start Raw data

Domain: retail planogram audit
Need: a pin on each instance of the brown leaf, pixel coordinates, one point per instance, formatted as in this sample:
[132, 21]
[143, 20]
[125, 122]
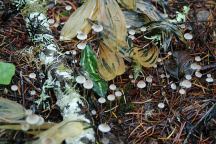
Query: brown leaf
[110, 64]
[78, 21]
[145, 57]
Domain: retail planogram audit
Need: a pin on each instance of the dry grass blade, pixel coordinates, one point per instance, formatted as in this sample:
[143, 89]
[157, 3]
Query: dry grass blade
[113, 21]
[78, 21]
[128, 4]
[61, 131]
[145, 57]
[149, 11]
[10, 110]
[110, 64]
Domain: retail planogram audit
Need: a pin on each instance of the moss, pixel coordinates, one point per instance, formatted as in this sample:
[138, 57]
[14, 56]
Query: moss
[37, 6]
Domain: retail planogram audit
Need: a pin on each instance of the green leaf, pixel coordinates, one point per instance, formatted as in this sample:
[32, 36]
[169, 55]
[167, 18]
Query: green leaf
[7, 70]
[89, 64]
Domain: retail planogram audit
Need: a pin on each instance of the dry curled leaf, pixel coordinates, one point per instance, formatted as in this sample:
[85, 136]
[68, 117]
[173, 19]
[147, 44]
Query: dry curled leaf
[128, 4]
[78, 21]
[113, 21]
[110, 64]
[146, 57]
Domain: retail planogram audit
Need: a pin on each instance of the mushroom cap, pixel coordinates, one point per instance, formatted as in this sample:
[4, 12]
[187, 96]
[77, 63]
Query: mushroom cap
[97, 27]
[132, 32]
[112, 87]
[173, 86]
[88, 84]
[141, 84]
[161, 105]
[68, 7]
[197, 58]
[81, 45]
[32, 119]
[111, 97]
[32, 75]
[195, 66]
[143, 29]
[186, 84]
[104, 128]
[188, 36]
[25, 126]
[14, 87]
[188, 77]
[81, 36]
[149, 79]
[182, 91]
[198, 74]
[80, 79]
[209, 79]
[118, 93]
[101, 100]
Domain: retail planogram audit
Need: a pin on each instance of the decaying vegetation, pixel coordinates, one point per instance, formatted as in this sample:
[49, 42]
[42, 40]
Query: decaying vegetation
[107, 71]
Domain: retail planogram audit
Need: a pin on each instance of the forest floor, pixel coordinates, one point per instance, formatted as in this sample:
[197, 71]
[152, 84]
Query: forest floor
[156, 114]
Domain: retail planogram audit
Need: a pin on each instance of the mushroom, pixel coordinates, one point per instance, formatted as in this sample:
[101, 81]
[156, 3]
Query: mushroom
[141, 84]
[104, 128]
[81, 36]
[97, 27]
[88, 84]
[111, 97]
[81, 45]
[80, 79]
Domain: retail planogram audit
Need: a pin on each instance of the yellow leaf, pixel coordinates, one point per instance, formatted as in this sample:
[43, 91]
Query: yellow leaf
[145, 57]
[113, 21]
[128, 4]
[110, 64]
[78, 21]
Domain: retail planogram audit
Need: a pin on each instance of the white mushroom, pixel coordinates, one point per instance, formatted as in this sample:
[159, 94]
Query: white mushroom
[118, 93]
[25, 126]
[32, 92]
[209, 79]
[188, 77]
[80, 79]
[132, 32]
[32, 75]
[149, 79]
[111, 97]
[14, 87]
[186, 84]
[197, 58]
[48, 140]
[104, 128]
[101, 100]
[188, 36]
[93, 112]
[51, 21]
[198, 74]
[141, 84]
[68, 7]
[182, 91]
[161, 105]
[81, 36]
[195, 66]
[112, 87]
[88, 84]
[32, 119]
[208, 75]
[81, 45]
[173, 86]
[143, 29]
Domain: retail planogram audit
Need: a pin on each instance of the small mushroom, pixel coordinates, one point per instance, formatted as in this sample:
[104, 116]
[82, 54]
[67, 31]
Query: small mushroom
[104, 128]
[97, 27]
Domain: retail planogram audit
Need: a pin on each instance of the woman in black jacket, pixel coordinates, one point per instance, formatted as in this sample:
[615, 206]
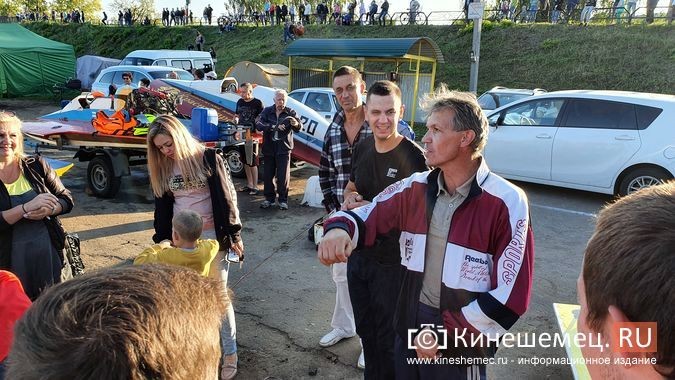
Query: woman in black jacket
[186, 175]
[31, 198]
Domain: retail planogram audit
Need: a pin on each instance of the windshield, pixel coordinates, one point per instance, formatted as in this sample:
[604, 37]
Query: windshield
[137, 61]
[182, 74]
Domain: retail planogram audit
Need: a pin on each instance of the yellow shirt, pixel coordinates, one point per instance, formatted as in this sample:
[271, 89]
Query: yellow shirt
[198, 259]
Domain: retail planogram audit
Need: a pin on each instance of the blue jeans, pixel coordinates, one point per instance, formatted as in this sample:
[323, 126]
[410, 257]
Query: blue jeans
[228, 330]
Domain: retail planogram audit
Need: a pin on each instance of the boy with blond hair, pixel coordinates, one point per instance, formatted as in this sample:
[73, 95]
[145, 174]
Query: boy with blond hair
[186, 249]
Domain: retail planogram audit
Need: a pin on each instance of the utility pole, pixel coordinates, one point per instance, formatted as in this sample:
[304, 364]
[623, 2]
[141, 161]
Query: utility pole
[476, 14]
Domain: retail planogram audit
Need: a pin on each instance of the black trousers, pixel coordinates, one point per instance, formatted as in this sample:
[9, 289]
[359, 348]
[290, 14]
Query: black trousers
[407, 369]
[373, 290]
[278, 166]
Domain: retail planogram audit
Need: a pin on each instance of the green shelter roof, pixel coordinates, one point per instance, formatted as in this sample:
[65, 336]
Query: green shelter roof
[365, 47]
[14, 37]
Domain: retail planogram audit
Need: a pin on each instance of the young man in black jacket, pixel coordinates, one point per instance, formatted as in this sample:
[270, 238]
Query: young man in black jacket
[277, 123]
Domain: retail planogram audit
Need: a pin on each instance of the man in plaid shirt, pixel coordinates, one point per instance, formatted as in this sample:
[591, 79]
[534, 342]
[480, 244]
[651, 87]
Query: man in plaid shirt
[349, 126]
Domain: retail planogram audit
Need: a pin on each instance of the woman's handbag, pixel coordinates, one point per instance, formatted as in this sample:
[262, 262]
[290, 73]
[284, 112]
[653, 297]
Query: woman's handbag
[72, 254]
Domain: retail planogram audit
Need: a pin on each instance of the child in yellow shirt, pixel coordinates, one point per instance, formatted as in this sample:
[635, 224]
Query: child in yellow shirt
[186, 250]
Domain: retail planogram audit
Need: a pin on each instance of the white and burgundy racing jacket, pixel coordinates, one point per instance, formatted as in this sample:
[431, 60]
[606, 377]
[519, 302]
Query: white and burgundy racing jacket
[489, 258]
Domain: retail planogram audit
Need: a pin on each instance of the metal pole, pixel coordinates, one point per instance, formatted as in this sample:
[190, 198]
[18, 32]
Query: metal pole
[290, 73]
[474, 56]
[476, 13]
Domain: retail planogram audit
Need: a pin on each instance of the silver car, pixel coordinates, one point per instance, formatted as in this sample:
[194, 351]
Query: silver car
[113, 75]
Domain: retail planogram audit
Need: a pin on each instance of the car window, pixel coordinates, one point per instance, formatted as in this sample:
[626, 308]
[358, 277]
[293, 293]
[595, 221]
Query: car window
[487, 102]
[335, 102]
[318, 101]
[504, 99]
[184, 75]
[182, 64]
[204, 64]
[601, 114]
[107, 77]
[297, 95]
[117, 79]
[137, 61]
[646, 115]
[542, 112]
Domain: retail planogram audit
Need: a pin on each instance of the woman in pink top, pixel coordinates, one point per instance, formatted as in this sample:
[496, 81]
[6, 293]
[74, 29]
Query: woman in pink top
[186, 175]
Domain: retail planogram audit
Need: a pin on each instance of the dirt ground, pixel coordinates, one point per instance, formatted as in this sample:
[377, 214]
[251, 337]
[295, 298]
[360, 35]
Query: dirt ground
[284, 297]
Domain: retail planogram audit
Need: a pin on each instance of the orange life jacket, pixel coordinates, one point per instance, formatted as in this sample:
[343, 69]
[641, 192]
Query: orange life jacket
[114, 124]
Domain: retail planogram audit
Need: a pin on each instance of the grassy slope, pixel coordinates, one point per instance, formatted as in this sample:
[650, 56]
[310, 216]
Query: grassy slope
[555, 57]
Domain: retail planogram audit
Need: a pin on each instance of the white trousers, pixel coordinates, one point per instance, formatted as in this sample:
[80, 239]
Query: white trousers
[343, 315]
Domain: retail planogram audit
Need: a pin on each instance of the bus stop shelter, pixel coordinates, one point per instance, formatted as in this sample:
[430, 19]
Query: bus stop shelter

end Raw data

### What the task asks
Count the lines in the records above that contain the word "blond", and give only the number.

### The result
2